(Object point labels)
>>>>

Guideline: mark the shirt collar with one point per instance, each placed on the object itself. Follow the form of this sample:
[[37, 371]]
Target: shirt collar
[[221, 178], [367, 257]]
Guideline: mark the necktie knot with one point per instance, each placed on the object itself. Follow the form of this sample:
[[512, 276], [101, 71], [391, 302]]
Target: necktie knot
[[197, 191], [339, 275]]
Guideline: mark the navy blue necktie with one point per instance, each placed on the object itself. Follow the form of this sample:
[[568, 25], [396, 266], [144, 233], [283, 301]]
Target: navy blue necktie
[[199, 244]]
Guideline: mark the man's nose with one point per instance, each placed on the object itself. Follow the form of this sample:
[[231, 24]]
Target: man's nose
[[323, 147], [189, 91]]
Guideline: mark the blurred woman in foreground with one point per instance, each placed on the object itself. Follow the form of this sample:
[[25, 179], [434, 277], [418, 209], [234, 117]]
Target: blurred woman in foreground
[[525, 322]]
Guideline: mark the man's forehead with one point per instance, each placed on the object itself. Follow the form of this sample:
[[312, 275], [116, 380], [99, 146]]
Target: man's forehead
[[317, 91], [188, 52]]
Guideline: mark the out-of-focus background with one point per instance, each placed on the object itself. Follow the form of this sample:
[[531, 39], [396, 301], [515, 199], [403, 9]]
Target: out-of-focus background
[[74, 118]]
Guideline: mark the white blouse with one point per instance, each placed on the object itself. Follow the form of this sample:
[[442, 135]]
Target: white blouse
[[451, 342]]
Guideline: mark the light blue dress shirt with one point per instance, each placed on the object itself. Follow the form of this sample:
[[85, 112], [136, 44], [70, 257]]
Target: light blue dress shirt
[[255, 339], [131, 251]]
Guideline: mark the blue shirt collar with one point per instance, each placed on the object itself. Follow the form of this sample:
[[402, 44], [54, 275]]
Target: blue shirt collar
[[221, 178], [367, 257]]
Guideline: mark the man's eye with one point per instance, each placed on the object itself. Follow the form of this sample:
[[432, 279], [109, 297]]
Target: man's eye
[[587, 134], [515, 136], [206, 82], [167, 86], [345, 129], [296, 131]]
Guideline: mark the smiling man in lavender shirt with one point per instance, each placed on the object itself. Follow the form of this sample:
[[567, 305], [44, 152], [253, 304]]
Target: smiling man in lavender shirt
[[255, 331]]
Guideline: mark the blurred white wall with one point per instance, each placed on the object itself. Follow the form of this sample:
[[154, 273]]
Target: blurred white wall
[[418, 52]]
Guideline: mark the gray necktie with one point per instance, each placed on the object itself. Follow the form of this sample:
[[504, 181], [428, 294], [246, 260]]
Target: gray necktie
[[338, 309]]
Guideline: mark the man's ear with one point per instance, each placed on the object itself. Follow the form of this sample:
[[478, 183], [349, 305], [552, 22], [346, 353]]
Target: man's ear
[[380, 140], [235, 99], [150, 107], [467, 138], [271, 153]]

<<<<

STATED GOAL:
Render every line of the records above as a numbered list, omitting any blank lines.

TASK ANSWER:
1. Guideline: mark the shirt collar with one point per instance, each placed on the object itself. Follow the form of this sample:
2. [[37, 371]]
3. Target: shirt collar
4. [[221, 178], [367, 257]]
5. Guideline: mark the necktie knot with one point per instance, each placed on the object itself. Follow the form of this sample:
6. [[512, 276], [101, 71], [391, 302]]
7. Target: necktie knot
8. [[197, 191], [339, 275]]
9. Guideline: mark the navy blue necktie with one point per instance, each placed on the object itself. Follow the form of this sample:
10. [[568, 25], [396, 266], [144, 233], [283, 301]]
11. Target: navy blue necktie
12. [[199, 244]]
13. Guideline: mark the man's nose with one point per instance, each placed on the object itself. Follow the form of this sample:
14. [[231, 24]]
15. Target: man's nose
16. [[323, 147], [189, 91]]
17. Guideline: mark the blurred woman in foreground with one point per instance, each placed on the object itself. Follow the form of this sample:
18. [[25, 179], [434, 277], [418, 209], [234, 117]]
19. Target: blurred woman in foreground
20. [[525, 322]]
21. Guideline: mark the man's forehead with one point per instance, each placed on the object itself. Follow the form of this sample:
22. [[312, 275], [116, 380], [99, 146]]
23. Target: man's forehead
24. [[317, 91], [188, 52]]
25. Guideline: mark the out-of-focus background with one point per instance, each placed on the object itself. Follow the form of this sample:
26. [[531, 39], [396, 301], [515, 199], [403, 9]]
27. Target: out-of-focus background
28. [[74, 118]]
29. Guideline: mark the white blouse with one point per instance, each placed on the object itself. Follow the form of this sample:
30. [[442, 135]]
31. Target: white blouse
32. [[451, 342]]
33. Guideline: mark the light blue dress shirt with one point per instance, each placed on the object itself. Follow the form of this sample:
34. [[85, 112], [136, 44], [70, 257]]
35. Target: light blue dress shirt
36. [[255, 339], [131, 251]]
37. Guideline: mark the blue shirt collar with one point per instance, each placed on the object itself. Follow the form of this sample:
38. [[402, 44], [54, 275]]
39. Target: blue shirt collar
40. [[221, 178], [367, 257]]
41. Guideline: mark the man's eye with one point per instance, each placed on the object itself. Follow the form of this sample:
42. [[432, 279], [109, 297]]
43. Target: man's eye
44. [[587, 134], [515, 136], [206, 82], [167, 86], [345, 129], [296, 131]]
45. Guideline: mark the smiling man in lavender shirt with one point per instance, each placed on the object itself. Follow the form of this sample:
46. [[567, 305], [44, 152], [253, 304]]
47. Target: smiling man in lavender shirt
48. [[255, 331]]
49. Guideline: mark the blurred white wall with one point per instance, each placed on the object itself. Follow the form of this sample:
50. [[154, 273]]
51. Target: blurred white wall
52. [[418, 52]]
53. Guideline: mark the gray necktie with one point per instance, each placed on the object itself. Follow the form of this sample:
54. [[504, 181], [428, 294], [246, 260]]
55. Target: gray necktie
56. [[338, 309]]
57. Guideline: mark the man's ear with one point per instance, each placed on the object itself. Follow the form of this sample:
58. [[478, 183], [349, 305], [552, 22], [346, 353]]
59. Target: man's ear
60. [[380, 140], [235, 99], [150, 107], [467, 138], [271, 153]]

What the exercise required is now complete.